Write each line out again exactly as written.

## Start INFORMATION SUPPLIED

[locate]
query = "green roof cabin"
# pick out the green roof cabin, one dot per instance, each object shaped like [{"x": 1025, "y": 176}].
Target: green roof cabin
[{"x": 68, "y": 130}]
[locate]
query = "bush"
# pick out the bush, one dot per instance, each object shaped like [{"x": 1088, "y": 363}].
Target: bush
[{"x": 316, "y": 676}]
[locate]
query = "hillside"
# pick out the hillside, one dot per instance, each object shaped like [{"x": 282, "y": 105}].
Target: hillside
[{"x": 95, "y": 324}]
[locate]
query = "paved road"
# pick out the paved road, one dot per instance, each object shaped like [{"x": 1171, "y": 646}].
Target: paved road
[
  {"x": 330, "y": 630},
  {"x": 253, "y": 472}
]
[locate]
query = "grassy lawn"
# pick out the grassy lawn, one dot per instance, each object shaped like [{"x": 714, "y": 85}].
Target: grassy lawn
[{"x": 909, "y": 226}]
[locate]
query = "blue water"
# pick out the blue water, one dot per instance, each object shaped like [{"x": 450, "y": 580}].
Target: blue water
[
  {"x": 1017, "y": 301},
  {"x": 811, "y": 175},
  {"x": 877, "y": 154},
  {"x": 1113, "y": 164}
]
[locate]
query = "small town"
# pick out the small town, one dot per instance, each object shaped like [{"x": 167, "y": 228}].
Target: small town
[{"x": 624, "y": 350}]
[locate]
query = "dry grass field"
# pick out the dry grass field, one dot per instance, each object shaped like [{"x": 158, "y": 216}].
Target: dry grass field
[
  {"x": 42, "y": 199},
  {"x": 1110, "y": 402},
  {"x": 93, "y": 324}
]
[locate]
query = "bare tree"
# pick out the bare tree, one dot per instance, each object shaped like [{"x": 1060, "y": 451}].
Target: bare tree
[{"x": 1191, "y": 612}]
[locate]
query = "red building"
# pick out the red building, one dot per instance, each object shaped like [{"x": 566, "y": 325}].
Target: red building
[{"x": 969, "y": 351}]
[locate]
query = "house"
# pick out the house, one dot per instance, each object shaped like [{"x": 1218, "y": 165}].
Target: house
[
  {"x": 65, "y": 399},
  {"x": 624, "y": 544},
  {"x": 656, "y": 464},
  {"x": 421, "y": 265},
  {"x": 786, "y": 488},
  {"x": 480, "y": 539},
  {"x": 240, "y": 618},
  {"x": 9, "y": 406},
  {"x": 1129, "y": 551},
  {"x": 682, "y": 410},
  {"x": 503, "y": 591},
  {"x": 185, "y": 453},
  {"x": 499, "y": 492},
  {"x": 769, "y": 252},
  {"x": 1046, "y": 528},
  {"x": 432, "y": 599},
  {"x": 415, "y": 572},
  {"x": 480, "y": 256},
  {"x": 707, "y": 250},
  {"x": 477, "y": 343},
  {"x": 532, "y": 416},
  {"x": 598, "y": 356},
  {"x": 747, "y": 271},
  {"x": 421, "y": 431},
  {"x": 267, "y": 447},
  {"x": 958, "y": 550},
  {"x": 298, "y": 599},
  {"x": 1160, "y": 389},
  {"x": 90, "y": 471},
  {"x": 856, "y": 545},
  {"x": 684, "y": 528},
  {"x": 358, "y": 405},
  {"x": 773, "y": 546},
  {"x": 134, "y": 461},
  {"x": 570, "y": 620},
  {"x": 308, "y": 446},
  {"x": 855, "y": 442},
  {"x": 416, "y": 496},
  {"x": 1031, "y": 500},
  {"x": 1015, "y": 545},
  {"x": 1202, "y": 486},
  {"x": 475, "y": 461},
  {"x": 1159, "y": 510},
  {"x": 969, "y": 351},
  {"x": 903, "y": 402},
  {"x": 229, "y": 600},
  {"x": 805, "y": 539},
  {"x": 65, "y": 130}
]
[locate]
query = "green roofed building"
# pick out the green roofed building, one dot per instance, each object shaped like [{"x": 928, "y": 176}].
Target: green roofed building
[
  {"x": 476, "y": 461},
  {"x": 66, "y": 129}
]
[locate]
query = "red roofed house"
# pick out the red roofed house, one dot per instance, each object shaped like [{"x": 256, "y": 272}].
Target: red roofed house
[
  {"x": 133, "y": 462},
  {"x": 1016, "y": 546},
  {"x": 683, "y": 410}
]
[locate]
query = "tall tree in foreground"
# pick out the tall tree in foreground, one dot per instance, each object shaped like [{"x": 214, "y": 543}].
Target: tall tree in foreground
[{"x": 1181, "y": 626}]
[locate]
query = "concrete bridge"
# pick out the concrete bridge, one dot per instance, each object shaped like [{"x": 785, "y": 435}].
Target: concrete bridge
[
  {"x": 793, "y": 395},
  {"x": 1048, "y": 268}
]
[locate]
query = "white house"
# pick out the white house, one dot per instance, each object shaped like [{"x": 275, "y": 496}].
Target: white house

## End INFORMATION SUPPLIED

OUTPUT:
[locate]
query = "green roof cabin"
# pick out the green roof cabin, one dot per instance, each object shaped like [{"x": 1025, "y": 176}].
Target: green roof cabin
[{"x": 68, "y": 130}]
[locate]
query = "bush"
# pick out the bush, one dot per instance, each object shaped like [{"x": 1088, "y": 363}].
Target: bush
[{"x": 316, "y": 676}]
[locate]
query = "hillside"
# pick out the hillside, one dot per instance, each object shaped like [{"x": 282, "y": 105}].
Target: hillside
[{"x": 95, "y": 324}]
[locate]
query = "paved road"
# pick out the paved road, one dot per instance, each object shaped like [{"x": 1171, "y": 646}].
Target: paved road
[
  {"x": 330, "y": 630},
  {"x": 253, "y": 472}
]
[locate]
query = "grassy lawn"
# pick out the grassy lawn, one dot per instance, each object shaped like [{"x": 714, "y": 85}].
Target: grassy lawn
[{"x": 909, "y": 226}]
[locate]
query = "blue water"
# pick out the blue water, one dot per instance, each object shaped like [{"x": 450, "y": 580}].
Target: blue water
[
  {"x": 1017, "y": 301},
  {"x": 811, "y": 175},
  {"x": 877, "y": 154},
  {"x": 1113, "y": 164}
]
[locate]
query = "small town"
# pick out the small town, one dot per instance, each object shaped like [{"x": 167, "y": 228}].
Target: small town
[{"x": 624, "y": 350}]
[locate]
query = "dry grass field"
# pick out the dry grass field, one dot per instance, each object shaped like [{"x": 158, "y": 216}].
Target: dry grass field
[
  {"x": 42, "y": 199},
  {"x": 1110, "y": 402},
  {"x": 93, "y": 324}
]
[locate]
query = "bare tree"
# pick out the bare tree, one dot per instance, each object shaped like [{"x": 1060, "y": 451}].
Target: bare tree
[{"x": 1191, "y": 612}]
[locate]
query = "red building"
# pick out the red building, one dot per instance, each object shaped like [{"x": 566, "y": 325}].
Target: red building
[{"x": 969, "y": 351}]
[locate]
query = "house"
# pick out the house, one dot per instance, each object shaped like [{"x": 1218, "y": 165}].
Target: house
[
  {"x": 65, "y": 399},
  {"x": 624, "y": 544},
  {"x": 656, "y": 464},
  {"x": 421, "y": 265},
  {"x": 786, "y": 488},
  {"x": 480, "y": 539},
  {"x": 240, "y": 618},
  {"x": 9, "y": 406},
  {"x": 1129, "y": 551},
  {"x": 682, "y": 410},
  {"x": 503, "y": 591},
  {"x": 185, "y": 453},
  {"x": 499, "y": 492},
  {"x": 769, "y": 252},
  {"x": 1046, "y": 528},
  {"x": 432, "y": 599},
  {"x": 415, "y": 572},
  {"x": 480, "y": 256},
  {"x": 707, "y": 250},
  {"x": 477, "y": 343},
  {"x": 532, "y": 416},
  {"x": 598, "y": 356},
  {"x": 747, "y": 271},
  {"x": 421, "y": 431},
  {"x": 267, "y": 447},
  {"x": 958, "y": 550},
  {"x": 298, "y": 599},
  {"x": 1160, "y": 389},
  {"x": 90, "y": 471},
  {"x": 856, "y": 545},
  {"x": 684, "y": 528},
  {"x": 358, "y": 405},
  {"x": 773, "y": 546},
  {"x": 134, "y": 461},
  {"x": 570, "y": 620},
  {"x": 308, "y": 446},
  {"x": 855, "y": 442},
  {"x": 416, "y": 496},
  {"x": 1031, "y": 500},
  {"x": 1015, "y": 545},
  {"x": 1202, "y": 486},
  {"x": 475, "y": 461},
  {"x": 1159, "y": 510},
  {"x": 969, "y": 351},
  {"x": 903, "y": 402},
  {"x": 229, "y": 600},
  {"x": 805, "y": 539},
  {"x": 65, "y": 130}
]
[locate]
query = "green roofed building"
# pick out the green roofed building, one dot per instance, each object shaped like [{"x": 928, "y": 176}].
Target: green roofed building
[
  {"x": 476, "y": 461},
  {"x": 66, "y": 129}
]
[locate]
query = "red roofed house"
# pick out the red roofed house, one dot per instance, each object shaped like [{"x": 256, "y": 272}].
Target: red roofed house
[
  {"x": 133, "y": 462},
  {"x": 1016, "y": 546},
  {"x": 683, "y": 410}
]
[locate]
query = "tall tree in foreground"
# pick out the tall tree in foreground, one dot per instance, each object shaped like [{"x": 214, "y": 543}].
Target: tall tree in foreground
[{"x": 1181, "y": 626}]
[locate]
query = "concrete bridge"
# pick out the concrete bridge, one dot per instance, each object shaped like [{"x": 785, "y": 435}].
Target: concrete bridge
[
  {"x": 793, "y": 395},
  {"x": 1048, "y": 268}
]
[locate]
query = "white house"
# pick out the white house, one dot per instance, each object shaped like [{"x": 275, "y": 496}].
Target: white house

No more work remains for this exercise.